# WHAT IS ASKED:
Put every line of the data below into a numbered list, skipping any blank lines.

# MATERIAL FOR THE TASK:
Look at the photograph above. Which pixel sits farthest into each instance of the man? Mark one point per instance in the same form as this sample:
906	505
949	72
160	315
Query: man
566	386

# EXERCISE OUTPUT:
1. Look at the photograph above. Which pixel sits farthest into each instance of the man? Mark one point per instance in the same form as this sample:
2. 906	505
3. 949	72
4. 160	315
5. Query: man
6. 566	386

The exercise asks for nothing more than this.